-- begin --

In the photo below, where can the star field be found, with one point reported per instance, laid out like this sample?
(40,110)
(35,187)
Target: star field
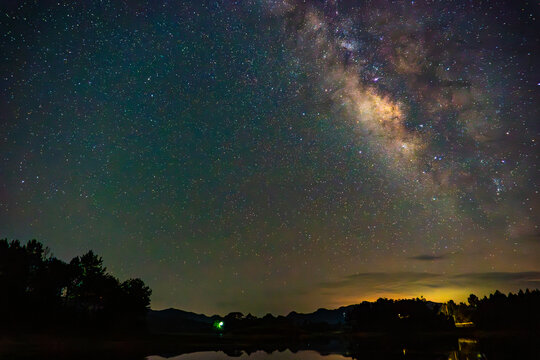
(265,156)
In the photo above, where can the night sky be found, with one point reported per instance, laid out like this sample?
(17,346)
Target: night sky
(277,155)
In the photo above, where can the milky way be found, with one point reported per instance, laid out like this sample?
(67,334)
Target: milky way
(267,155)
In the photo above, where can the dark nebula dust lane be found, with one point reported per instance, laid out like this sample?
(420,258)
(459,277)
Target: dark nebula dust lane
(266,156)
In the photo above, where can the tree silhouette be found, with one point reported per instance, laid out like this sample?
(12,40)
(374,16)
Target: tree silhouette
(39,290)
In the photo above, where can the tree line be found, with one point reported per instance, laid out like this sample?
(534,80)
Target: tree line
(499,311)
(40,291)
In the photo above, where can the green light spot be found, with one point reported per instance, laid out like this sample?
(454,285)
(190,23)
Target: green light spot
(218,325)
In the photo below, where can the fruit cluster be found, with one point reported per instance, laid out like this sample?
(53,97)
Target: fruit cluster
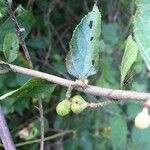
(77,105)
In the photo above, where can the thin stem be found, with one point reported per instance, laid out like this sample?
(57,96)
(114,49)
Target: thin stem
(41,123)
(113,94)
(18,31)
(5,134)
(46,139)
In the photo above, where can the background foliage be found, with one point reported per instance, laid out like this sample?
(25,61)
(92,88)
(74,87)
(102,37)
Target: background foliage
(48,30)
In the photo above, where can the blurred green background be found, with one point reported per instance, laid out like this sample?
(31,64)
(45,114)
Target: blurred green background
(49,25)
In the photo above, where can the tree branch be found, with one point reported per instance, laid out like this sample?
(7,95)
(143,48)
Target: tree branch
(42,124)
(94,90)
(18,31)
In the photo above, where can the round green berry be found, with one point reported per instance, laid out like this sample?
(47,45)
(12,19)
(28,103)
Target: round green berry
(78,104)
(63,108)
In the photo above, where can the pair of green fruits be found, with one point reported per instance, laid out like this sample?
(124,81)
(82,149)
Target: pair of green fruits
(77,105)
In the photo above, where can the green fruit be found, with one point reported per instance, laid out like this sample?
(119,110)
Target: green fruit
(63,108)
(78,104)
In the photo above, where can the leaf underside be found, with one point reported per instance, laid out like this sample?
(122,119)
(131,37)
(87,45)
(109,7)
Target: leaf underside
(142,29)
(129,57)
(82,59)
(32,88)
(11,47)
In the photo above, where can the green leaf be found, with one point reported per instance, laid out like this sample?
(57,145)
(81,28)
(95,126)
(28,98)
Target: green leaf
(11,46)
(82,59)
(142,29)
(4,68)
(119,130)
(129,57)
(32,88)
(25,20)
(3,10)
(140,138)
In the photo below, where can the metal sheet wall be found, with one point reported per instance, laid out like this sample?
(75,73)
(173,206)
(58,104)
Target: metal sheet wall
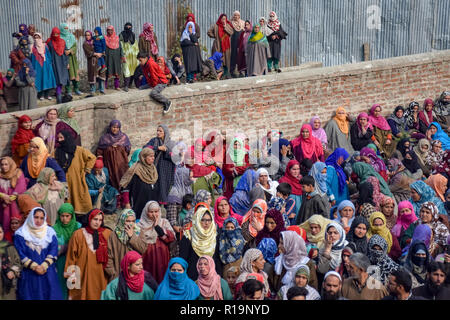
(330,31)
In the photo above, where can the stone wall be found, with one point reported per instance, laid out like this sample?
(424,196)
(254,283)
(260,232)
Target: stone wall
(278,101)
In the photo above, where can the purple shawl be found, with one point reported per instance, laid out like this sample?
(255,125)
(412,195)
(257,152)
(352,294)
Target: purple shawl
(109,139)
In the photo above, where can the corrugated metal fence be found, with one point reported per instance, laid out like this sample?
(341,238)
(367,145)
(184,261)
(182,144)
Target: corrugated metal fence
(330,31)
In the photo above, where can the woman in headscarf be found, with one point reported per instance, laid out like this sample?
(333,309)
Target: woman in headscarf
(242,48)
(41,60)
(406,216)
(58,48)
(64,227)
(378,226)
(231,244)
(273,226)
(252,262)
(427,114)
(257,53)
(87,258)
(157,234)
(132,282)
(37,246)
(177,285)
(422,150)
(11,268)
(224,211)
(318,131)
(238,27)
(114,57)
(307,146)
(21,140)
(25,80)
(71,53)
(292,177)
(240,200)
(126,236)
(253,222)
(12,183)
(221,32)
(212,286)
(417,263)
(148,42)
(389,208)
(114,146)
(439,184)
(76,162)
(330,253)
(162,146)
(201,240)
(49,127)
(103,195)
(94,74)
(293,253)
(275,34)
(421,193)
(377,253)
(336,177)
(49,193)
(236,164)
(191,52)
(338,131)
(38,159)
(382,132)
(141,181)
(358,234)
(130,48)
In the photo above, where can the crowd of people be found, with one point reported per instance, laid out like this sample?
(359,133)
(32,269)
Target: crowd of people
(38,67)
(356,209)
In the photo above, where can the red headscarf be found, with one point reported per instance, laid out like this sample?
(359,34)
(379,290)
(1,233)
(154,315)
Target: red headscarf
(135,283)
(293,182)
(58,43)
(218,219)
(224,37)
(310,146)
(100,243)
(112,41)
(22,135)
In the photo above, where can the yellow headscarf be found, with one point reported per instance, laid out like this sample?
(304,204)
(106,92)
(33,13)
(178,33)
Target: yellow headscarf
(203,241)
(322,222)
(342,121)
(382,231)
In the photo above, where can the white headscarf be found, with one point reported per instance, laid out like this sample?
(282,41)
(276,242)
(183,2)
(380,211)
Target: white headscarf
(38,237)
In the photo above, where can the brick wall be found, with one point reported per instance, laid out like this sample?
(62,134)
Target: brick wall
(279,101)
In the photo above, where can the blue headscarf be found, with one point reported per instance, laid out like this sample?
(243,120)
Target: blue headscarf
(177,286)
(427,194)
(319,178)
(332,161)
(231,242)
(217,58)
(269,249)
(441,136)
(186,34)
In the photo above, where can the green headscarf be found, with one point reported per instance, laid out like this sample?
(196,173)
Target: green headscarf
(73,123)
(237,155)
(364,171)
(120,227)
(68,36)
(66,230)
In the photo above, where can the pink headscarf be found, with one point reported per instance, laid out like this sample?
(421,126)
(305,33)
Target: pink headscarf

-- end --

### [What you need to do]
Would you return the data exactly as written, without the pictures?

### [Finished task]
In the photo below, where can the star field be found, with one point reported per instance, laid out like this sample?
(40,110)
(35,187)
Target: star field
(265,156)
In the photo above, where can the night sky be found, with one point reported per instance, laid out like this sample?
(17,346)
Target: night sky
(277,155)
In the photo above, where can the milky way be found, with one point reported per instance, laid out like this sample?
(67,334)
Target: milky way
(267,155)
In the photo above, where can the dark nebula dust lane be found, with one point reported per instance, laid out like this sample?
(420,258)
(459,277)
Target: dark nebula dust lane
(266,156)
In the photo above, where can the tree silhouette be found, with one point reported per instance, laid out like this sample?
(12,40)
(374,16)
Target: tree silhouette
(39,290)
In the photo above, where can the tree line be found, with one point reported per instance, laid out like this sample?
(534,80)
Target: tree line
(499,311)
(40,291)
In the photo above, where can the green light spot be found, with one point reported per instance, laid out like this sample?
(454,285)
(190,23)
Target: green light spot
(218,325)
In the photo below, where can the fruit cluster be found, with one point reported per instance, laid out like this sample?
(53,97)
Target: fruit cluster
(77,105)
In the photo above, where can the thin stem be found, with one point reported per instance, laid out like this sample?
(57,96)
(114,49)
Target: thin stem
(41,123)
(113,94)
(18,31)
(5,134)
(46,139)
In the photo above, where can the background foliage be found, with one point reported per instance, laid out like this sample?
(25,61)
(92,88)
(74,87)
(102,37)
Target: background foliage
(48,30)
In the photo above, where can the blurred green background be found, with one point reported per instance, laid out like this sample?
(31,64)
(45,114)
Target: blurred green background
(49,25)
In the photo above, where can the tree branch be found, with one point reported per instance, laid out like this sample?
(7,95)
(143,48)
Target: tree branch
(42,124)
(94,90)
(18,31)
In the photo above, where can the round green berry be found, with one point reported per instance, laid out like this sample?
(47,45)
(12,19)
(28,103)
Target: round green berry
(78,104)
(63,108)
In the photo above, where can the pair of green fruits be found, with one point reported per instance, laid out like this sample?
(124,81)
(82,149)
Target: pair of green fruits
(77,105)
In the photo above, where can the green fruit be found, with one point reported per instance, laid out like this sample?
(119,110)
Target: green fruit
(63,108)
(78,104)
In the photo above, where can the leaf underside be found, with one point reported per instance, laid out like this sample?
(122,119)
(131,37)
(87,45)
(109,7)
Target: leaf underside
(142,29)
(129,57)
(82,59)
(32,88)
(11,47)
In the photo above, where can the green leaf be found, with one point reported per instance, laid out like this sample?
(57,145)
(81,28)
(95,126)
(28,98)
Target: green leaf
(11,46)
(82,59)
(142,29)
(4,68)
(119,130)
(129,57)
(32,88)
(25,20)
(3,10)
(140,138)
In the photo below, where can the metal sheet wall be found, with one point reported per instance, laid out like this sample?
(75,73)
(173,206)
(58,104)
Target: metal sheet wall
(330,31)
In the photo above, where can the stone wall be found, with one point reported per instance, laid out like this sample?
(424,196)
(254,283)
(260,232)
Target: stone wall
(278,101)
In the photo above, where can the purple shawl be found, with one point reported per instance, laid out like this sample?
(255,125)
(412,195)
(257,152)
(352,294)
Target: purple shawl
(109,139)
In the photo above, where can the corrugated metal fence be found, with one point reported per instance, laid out like this sample?
(341,238)
(367,145)
(184,261)
(182,144)
Target: corrugated metal fence
(330,31)
In the photo above, where can the woman in headscarf be found, with one point reported per instance, laid out like this sample?
(333,309)
Target: woman in headscarf
(242,48)
(41,60)
(406,216)
(58,48)
(64,227)
(378,226)
(231,244)
(273,226)
(252,262)
(427,114)
(257,53)
(87,258)
(157,234)
(132,282)
(37,246)
(177,285)
(422,150)
(11,268)
(224,211)
(318,131)
(238,27)
(114,57)
(307,146)
(21,140)
(25,80)
(71,53)
(292,177)
(240,200)
(126,236)
(253,222)
(12,183)
(221,32)
(212,286)
(417,263)
(148,42)
(389,208)
(114,146)
(439,184)
(76,162)
(330,253)
(162,146)
(201,240)
(49,127)
(103,195)
(94,74)
(293,253)
(275,34)
(421,193)
(377,253)
(336,177)
(49,193)
(236,164)
(191,52)
(338,131)
(38,159)
(382,132)
(141,181)
(358,234)
(130,48)
In the photo above, where can the crowd of people be found, with one point reported per instance, laid out like this sample?
(359,133)
(32,269)
Target: crowd of people
(38,67)
(356,209)
In the photo above, where can the red headscarf be found, with one point reported per instance, laid out like this sample?
(359,34)
(379,290)
(1,233)
(154,315)
Target: red headscarf
(135,283)
(293,182)
(58,43)
(218,219)
(224,37)
(310,146)
(100,243)
(112,41)
(22,135)
In the photo above, where can the yellow headscarf be found, with one point reported per instance, laid out like this sample?
(304,204)
(106,92)
(33,13)
(178,33)
Target: yellow headscarf
(203,241)
(322,222)
(342,121)
(382,231)
In the photo above, where can the white headscarf be found, with one point reported per instance, laid out like this sample?
(282,41)
(276,242)
(183,2)
(380,211)
Target: white headscarf
(38,237)
In the photo above, where can the brick wall be found, with one point reported per instance, laid out like this sample?
(62,134)
Target: brick wall
(279,101)
In the photo above, where can the blue headscarf be found, with one point reported per instance, laid out like this sample?
(243,120)
Target: blue headscarf
(177,286)
(427,194)
(319,178)
(332,161)
(231,242)
(217,58)
(269,249)
(441,136)
(186,34)
In the photo above, where can the green headscarf be found, with one point reported per instance, laid out like this sample?
(196,173)
Target: green headscarf
(73,123)
(237,155)
(364,171)
(120,227)
(68,36)
(66,230)
In the photo above, where can the pink headscarf be found, with one point reported per instance, laid out like this sample?
(421,126)
(305,33)
Target: pink headscarf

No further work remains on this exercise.